(Annotation dataset entries)
--- Begin ---
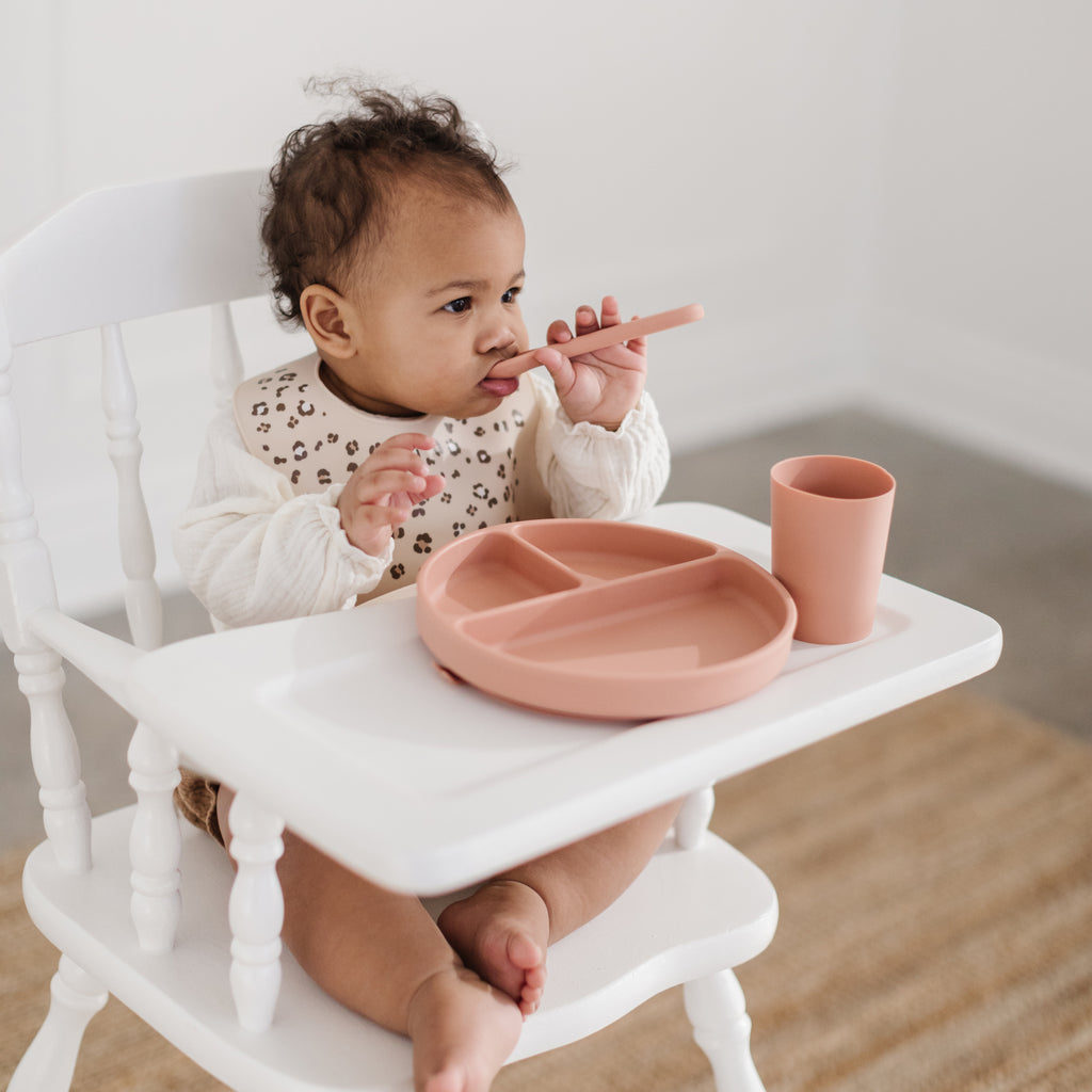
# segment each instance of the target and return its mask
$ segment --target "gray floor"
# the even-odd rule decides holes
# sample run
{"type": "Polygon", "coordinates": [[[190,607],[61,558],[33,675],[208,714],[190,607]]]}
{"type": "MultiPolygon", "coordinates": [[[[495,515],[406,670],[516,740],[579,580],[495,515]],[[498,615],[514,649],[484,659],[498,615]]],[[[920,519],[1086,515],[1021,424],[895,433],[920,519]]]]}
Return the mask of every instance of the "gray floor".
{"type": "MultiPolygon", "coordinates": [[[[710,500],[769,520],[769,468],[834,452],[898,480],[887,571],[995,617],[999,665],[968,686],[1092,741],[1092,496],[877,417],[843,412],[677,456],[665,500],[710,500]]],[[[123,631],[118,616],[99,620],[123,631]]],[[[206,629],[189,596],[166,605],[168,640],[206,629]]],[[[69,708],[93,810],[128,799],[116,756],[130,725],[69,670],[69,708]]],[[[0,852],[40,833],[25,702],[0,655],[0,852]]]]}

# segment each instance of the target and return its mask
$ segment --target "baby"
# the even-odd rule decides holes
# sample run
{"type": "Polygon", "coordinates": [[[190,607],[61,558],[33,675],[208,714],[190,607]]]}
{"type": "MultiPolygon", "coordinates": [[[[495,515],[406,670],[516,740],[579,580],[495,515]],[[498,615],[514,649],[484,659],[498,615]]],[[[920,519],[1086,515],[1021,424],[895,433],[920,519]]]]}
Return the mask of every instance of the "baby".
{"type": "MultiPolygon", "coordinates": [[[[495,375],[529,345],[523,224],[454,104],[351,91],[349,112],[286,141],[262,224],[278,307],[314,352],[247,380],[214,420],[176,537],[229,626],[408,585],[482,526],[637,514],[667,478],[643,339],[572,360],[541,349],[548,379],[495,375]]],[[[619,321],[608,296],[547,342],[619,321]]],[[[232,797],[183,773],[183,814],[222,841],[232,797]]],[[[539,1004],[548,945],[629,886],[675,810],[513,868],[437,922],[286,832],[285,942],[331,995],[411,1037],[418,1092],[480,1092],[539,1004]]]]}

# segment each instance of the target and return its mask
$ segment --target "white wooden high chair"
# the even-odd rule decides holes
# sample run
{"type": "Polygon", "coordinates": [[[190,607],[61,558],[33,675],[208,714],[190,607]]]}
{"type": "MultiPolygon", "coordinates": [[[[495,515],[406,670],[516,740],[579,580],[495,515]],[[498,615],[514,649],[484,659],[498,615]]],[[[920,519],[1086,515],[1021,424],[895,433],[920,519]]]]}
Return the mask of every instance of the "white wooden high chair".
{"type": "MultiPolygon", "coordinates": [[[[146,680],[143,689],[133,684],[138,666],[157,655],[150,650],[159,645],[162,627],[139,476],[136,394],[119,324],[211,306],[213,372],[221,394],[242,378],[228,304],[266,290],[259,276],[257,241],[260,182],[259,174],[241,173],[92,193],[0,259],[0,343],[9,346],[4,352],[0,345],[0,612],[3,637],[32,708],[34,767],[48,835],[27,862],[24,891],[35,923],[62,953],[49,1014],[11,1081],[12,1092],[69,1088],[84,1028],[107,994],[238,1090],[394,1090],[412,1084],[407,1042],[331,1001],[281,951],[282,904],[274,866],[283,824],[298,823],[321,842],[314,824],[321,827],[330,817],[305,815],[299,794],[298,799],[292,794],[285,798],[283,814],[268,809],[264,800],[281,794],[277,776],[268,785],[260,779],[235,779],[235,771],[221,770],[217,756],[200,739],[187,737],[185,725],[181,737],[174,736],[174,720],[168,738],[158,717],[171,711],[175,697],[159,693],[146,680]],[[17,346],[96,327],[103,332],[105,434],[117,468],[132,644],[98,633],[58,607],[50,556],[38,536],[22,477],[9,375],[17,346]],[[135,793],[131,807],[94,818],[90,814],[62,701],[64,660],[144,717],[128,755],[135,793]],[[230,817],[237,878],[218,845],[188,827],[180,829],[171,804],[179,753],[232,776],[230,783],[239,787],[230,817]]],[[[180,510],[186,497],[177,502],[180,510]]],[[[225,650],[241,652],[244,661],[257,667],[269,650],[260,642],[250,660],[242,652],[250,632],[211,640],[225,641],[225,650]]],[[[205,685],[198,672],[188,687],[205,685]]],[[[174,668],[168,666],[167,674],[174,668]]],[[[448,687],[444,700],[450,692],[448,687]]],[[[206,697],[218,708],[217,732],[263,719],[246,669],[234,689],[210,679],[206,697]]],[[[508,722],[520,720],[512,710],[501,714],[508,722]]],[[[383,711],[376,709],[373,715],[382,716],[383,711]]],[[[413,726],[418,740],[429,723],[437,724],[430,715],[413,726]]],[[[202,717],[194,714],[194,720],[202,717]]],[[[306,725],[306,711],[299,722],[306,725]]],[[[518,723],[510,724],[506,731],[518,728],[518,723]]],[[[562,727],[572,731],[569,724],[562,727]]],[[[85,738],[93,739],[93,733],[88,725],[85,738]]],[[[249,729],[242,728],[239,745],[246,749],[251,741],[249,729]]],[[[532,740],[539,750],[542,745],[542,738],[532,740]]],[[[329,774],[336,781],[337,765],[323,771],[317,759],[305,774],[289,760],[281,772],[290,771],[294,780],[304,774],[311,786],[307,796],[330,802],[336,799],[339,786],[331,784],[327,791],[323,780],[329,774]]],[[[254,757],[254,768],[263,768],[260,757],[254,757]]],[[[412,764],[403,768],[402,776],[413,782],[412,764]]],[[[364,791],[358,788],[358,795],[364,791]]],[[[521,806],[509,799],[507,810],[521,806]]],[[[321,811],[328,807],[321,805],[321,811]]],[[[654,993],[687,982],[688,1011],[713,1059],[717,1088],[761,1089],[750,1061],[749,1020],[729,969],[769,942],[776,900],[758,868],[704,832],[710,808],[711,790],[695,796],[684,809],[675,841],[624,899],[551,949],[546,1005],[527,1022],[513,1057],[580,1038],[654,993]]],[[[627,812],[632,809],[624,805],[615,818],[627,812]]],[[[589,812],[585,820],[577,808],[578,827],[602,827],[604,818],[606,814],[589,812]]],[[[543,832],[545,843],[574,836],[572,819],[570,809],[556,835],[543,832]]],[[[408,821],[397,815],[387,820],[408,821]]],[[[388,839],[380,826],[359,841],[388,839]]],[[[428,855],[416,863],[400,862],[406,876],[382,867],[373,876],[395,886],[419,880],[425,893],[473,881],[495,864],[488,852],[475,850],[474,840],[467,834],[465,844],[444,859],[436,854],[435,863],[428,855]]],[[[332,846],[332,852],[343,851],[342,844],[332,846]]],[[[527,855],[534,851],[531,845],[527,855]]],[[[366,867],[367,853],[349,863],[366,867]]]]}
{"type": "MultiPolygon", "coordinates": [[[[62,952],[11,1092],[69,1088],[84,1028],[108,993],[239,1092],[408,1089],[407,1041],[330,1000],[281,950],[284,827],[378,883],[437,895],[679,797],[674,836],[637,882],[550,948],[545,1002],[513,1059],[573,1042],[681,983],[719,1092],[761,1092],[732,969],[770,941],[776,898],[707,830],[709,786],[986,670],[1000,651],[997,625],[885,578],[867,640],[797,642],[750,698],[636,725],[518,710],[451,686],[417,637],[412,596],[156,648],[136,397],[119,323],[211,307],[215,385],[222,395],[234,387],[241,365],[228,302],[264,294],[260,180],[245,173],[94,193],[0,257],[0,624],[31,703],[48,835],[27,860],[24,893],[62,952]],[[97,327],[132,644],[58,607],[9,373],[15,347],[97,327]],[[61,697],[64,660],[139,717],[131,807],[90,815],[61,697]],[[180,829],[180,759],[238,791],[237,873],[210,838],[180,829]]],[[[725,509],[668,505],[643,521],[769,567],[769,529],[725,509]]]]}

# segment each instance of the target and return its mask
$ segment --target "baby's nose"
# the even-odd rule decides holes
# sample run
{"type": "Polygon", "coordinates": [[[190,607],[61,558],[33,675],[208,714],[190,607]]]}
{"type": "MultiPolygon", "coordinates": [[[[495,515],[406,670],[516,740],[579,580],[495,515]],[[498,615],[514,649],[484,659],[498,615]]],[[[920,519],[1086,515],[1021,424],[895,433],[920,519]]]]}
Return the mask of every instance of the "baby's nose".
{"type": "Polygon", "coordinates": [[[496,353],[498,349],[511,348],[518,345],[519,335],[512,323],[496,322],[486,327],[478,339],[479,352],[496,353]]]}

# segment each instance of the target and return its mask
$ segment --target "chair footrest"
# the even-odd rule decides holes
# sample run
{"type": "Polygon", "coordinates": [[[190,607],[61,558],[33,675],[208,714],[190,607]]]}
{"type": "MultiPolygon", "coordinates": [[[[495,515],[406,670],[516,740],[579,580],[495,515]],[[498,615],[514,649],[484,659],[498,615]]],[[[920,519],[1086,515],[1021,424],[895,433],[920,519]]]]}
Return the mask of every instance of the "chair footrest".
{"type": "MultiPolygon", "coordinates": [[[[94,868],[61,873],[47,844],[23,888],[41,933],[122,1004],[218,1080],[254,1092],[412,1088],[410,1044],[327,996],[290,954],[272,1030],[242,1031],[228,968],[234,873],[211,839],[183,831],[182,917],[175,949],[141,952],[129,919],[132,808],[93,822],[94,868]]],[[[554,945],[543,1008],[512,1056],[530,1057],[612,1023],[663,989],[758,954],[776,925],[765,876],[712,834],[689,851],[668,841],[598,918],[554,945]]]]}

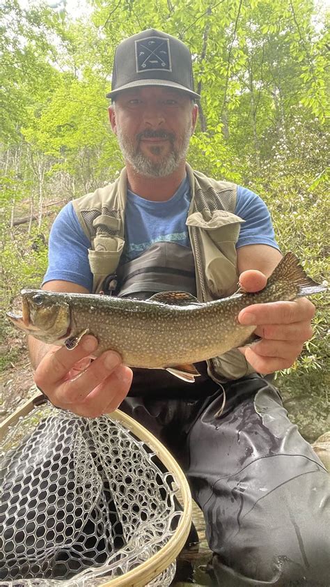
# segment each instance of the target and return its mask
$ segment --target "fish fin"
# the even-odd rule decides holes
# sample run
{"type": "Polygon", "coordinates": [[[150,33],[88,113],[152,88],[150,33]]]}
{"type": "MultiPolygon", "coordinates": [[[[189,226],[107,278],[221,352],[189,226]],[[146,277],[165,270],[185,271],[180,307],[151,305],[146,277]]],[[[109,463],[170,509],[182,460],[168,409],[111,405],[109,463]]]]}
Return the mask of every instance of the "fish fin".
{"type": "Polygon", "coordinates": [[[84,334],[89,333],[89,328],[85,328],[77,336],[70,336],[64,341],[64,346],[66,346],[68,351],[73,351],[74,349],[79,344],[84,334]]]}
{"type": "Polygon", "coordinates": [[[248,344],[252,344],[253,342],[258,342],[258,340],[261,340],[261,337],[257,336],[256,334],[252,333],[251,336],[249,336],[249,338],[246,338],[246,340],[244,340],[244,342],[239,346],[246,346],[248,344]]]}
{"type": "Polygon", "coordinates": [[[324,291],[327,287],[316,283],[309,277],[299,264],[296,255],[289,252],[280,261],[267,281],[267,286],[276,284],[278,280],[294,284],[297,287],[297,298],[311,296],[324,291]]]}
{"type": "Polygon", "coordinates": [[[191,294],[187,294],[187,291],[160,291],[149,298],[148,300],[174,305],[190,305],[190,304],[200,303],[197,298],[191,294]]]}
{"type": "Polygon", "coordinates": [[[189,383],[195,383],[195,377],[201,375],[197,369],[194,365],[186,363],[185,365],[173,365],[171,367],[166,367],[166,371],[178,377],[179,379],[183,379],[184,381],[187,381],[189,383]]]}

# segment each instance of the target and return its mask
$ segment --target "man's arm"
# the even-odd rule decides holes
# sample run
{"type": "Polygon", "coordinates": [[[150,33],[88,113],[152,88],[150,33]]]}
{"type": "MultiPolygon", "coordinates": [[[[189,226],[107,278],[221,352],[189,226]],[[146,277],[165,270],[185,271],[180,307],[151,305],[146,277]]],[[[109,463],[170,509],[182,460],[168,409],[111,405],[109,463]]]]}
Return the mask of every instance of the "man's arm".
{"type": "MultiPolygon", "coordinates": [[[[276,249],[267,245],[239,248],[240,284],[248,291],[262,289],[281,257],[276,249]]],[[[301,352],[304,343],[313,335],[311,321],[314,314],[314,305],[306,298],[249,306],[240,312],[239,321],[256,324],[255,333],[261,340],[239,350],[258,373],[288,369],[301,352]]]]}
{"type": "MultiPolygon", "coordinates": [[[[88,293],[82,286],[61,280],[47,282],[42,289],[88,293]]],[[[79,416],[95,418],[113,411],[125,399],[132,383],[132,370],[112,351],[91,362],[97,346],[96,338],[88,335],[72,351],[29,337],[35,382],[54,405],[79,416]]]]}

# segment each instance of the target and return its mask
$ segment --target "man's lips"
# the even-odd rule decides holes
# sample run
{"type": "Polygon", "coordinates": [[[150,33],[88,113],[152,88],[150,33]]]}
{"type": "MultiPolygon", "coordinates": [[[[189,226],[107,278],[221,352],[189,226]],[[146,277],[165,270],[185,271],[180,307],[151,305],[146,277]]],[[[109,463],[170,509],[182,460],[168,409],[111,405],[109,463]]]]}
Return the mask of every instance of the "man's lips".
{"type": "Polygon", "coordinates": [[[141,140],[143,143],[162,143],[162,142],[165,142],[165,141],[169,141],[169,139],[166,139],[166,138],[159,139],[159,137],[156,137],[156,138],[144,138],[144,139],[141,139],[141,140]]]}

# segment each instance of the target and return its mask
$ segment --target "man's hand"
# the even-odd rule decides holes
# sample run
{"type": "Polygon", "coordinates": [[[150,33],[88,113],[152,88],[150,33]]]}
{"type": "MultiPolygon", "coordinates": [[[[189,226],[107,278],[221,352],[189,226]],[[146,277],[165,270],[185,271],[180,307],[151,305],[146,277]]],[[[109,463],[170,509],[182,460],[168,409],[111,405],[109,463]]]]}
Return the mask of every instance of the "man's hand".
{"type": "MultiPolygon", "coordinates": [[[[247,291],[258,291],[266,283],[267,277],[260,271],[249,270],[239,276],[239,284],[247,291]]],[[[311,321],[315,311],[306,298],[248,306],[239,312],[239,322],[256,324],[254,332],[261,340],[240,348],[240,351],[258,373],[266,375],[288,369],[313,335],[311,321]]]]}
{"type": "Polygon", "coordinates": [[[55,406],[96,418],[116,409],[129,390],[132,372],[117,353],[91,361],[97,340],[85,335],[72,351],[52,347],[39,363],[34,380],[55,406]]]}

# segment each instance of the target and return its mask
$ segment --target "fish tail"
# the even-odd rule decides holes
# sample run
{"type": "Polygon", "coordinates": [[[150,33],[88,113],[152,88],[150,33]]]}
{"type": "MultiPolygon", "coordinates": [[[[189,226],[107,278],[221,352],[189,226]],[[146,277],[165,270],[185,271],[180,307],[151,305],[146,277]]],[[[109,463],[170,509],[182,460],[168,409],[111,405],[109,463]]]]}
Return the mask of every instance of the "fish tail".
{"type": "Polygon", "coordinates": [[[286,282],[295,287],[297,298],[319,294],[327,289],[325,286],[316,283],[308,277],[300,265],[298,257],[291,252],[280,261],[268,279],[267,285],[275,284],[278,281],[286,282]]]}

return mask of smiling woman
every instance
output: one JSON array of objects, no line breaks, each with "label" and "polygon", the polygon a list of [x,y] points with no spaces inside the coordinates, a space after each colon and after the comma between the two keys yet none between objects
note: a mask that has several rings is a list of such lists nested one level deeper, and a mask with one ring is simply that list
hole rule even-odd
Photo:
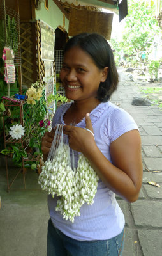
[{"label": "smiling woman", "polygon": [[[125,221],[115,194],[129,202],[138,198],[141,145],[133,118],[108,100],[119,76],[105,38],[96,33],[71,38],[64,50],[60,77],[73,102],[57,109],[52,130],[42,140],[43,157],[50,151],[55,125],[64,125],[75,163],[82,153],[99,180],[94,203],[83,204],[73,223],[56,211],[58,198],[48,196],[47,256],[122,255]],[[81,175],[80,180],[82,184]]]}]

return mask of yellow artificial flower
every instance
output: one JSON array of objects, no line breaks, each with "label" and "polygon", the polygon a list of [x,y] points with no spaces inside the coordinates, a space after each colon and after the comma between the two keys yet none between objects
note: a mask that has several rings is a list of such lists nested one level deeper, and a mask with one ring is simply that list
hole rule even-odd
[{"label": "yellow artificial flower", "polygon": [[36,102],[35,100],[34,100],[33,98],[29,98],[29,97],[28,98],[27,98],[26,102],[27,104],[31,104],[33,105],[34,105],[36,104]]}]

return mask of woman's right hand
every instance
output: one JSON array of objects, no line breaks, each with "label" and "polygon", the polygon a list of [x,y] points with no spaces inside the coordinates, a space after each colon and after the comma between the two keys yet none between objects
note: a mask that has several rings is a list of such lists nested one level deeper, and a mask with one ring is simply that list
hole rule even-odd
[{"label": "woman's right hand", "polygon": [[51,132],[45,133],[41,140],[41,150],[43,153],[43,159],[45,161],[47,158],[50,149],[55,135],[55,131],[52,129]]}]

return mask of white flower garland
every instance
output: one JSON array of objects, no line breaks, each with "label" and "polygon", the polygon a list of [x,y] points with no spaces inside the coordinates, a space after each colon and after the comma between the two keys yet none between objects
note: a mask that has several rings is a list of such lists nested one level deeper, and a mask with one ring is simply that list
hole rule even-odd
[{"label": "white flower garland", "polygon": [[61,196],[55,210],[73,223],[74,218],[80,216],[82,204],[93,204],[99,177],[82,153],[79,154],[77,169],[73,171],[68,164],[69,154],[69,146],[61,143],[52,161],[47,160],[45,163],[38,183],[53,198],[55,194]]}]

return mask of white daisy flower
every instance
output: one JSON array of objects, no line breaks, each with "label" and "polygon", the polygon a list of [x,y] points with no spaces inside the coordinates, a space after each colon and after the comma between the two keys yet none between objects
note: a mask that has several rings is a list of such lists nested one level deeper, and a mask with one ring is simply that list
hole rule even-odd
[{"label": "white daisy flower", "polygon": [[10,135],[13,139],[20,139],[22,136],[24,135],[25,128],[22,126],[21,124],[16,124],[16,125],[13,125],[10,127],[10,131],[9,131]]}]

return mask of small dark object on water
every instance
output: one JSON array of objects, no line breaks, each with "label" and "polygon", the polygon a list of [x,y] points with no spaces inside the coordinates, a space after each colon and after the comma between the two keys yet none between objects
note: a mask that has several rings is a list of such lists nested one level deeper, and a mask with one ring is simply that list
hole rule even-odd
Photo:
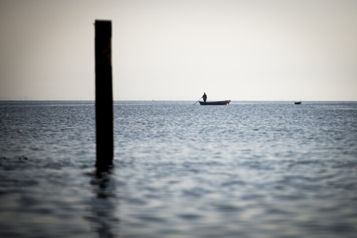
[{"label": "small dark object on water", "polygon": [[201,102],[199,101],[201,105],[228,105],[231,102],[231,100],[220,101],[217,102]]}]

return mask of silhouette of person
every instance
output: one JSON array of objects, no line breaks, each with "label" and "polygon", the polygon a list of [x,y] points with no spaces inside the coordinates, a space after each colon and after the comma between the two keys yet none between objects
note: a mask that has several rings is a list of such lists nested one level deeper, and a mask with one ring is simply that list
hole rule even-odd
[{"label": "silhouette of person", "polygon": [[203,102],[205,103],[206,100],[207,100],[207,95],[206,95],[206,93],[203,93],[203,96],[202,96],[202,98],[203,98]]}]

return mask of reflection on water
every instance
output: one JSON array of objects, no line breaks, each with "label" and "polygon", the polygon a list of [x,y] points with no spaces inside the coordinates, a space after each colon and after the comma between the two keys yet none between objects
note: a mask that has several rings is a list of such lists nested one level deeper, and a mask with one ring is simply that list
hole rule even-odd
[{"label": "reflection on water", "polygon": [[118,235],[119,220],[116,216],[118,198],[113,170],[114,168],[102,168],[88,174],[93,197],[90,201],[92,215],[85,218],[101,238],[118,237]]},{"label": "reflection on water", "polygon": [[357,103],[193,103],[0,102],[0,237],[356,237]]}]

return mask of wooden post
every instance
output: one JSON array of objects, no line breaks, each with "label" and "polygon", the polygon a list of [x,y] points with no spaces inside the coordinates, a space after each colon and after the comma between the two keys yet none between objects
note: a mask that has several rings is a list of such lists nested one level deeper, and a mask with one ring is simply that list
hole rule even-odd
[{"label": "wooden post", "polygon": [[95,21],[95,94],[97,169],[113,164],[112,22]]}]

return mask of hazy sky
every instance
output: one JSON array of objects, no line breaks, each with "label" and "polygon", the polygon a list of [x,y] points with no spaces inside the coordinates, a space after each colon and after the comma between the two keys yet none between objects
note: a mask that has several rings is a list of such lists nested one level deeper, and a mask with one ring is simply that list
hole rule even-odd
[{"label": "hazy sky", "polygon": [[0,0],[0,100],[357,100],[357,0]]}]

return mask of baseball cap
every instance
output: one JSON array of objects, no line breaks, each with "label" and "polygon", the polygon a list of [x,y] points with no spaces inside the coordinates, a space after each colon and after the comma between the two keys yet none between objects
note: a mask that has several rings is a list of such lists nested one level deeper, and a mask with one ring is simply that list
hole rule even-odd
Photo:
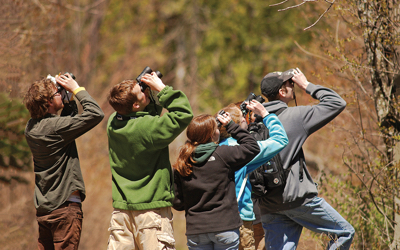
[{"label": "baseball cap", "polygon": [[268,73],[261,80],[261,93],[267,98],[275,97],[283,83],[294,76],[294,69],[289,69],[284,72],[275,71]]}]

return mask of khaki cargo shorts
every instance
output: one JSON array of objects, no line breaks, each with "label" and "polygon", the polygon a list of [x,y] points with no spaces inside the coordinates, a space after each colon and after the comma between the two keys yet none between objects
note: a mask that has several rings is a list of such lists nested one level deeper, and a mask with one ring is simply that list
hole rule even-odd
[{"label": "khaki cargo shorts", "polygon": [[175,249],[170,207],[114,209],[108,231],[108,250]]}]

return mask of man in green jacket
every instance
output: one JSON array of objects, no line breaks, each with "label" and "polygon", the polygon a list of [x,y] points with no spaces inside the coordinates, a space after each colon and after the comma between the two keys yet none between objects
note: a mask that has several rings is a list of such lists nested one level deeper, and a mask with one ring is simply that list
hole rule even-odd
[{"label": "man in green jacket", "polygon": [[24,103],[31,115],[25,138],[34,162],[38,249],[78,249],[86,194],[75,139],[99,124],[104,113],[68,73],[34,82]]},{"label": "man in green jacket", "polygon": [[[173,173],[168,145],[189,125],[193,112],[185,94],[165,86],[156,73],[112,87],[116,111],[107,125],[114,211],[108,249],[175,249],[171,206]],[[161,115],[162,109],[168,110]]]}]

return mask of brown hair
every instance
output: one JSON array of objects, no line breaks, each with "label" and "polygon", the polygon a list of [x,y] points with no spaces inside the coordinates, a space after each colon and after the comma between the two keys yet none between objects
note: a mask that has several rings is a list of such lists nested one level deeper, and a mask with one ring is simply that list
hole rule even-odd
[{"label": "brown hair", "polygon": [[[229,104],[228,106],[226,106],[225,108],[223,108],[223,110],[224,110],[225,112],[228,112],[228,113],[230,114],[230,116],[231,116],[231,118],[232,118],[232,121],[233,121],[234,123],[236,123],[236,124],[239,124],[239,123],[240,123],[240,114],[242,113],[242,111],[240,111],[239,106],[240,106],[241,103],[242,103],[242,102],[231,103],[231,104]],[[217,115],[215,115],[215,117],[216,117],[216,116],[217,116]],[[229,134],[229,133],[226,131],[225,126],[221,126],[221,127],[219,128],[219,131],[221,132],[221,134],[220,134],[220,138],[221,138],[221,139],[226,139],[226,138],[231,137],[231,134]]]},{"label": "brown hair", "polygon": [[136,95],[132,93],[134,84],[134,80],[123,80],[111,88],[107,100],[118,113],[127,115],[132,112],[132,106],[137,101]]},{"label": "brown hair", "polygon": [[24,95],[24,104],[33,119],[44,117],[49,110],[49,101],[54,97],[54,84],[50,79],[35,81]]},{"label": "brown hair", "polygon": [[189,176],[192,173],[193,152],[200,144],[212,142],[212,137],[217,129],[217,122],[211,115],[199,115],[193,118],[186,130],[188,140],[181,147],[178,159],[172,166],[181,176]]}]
--- End ---
**Exercise directions**
List every line of the listing that contains the string "tail".

**Full answer**
$ segment --target "fish tail"
Return the mask of every instance of the "fish tail".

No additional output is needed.